Get data insights with the Data agent

The Data agent is an agent that's Made by Google. It gives you data insights from your BigQuery data. With the Data agent, you don't need prior knowledge of SQL. This lets you make well-informed, data-driven business decisions and frees up data analysts to focus on more complex tasks.

This page describes how a Google Cloud project administrator can authorize, create, and deploy the Data agent using Google Cloud console and REST API. This page also shows how an end user can use the agent.

Overview

The Data agent is designed to do the following:

  • Understand the user's intent: It analyzes the context of connected data sources and the user's natural language query to understand the user's goal
  • Generate SQL: Based on this understanding, it converts the user's question into a syntactically and semantically correct SQL query.
  • Retrieve data: It then executes the generated SQL to fetch the relevant data directly from the connected data source, a BigQuery dataset.
  • Provide insights: It presents the retrieved data as visualizations, such as charts and tables, or as text-based summaries to answer the user's query.

Example queries that you can ask the Data agent

Here are some examples queries that you can ask the Data agent:

  • Data aggregation and visualization:
    • "How did Q2 sales in the LATAM region this year compare to Q2 last year?"
    • "Plot a bar chart showing the comparison for each of the top 5 countries in the region."
  • Trend analysis:
    • "How has outgoing call volume varied over the last 6 months, broken out by location?"
    • "Analyze the booking patterns for the hotels in Lisbon rated higher than 3 stars"
  • Data mining:
    • "Which factors are correlated with the total sales value when a customer buys something? Give me a heatmap showing the relationship."
  • Analysis and reporting:
    • "Summarize the opportunities and accounts table and create a short report highlighting any key trends."

Exercise requirements.
(1) Copy the part of the Data agent page that begins with the words "The Data agent is an" and ends after the words "use the agent.".
(2) According to the Data agent page, what data source does the agent pull data from when it runs the SQL it generates?

Dataset entries.
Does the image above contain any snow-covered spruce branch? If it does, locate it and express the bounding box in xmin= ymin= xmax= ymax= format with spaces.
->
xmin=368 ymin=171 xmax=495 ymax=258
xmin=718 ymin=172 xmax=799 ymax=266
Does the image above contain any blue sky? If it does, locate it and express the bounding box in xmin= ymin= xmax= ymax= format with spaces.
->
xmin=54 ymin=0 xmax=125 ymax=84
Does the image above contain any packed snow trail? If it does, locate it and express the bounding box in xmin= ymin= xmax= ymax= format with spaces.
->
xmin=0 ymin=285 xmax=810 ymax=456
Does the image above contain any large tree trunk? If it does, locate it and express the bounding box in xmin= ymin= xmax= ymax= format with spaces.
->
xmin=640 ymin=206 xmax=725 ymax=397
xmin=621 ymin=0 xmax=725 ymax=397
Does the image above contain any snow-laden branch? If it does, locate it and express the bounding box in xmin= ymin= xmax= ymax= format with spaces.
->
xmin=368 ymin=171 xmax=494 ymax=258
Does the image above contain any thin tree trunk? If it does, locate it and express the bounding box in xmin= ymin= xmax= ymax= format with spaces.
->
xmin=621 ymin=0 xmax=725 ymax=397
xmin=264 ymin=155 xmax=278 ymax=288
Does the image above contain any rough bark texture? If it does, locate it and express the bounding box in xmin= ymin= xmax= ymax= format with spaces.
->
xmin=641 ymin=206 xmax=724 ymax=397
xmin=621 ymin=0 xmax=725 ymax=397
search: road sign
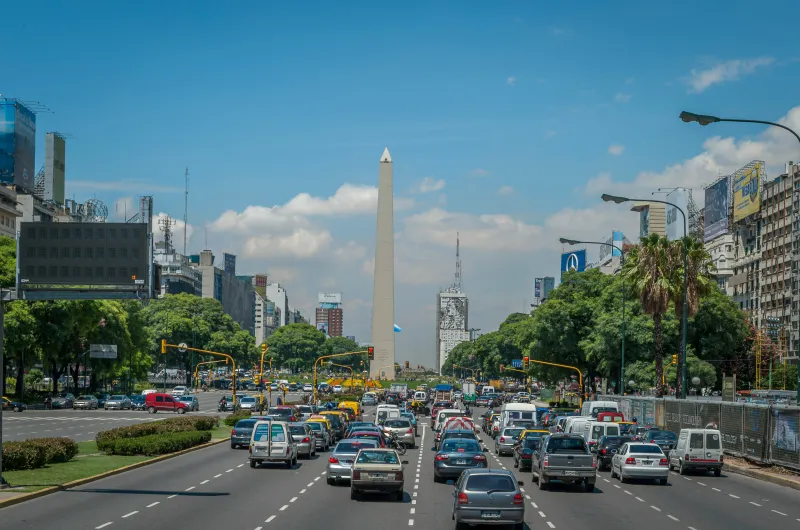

Final answers.
(1)
The Data agent is an agent that's Made by Google. It gives you data insights from your BigQuery data. With the Data agent, you don't need prior knowledge of SQL. This lets you make well-informed, data-driven business decisions and frees up data analysts to focus on more complex tasks.

This page describes how a Google Cloud project administrator can authorize, create, and deploy the Data agent using Google Cloud console and REST API. This page also shows how an end user can use the agent.

(2) A BigQuery dataset.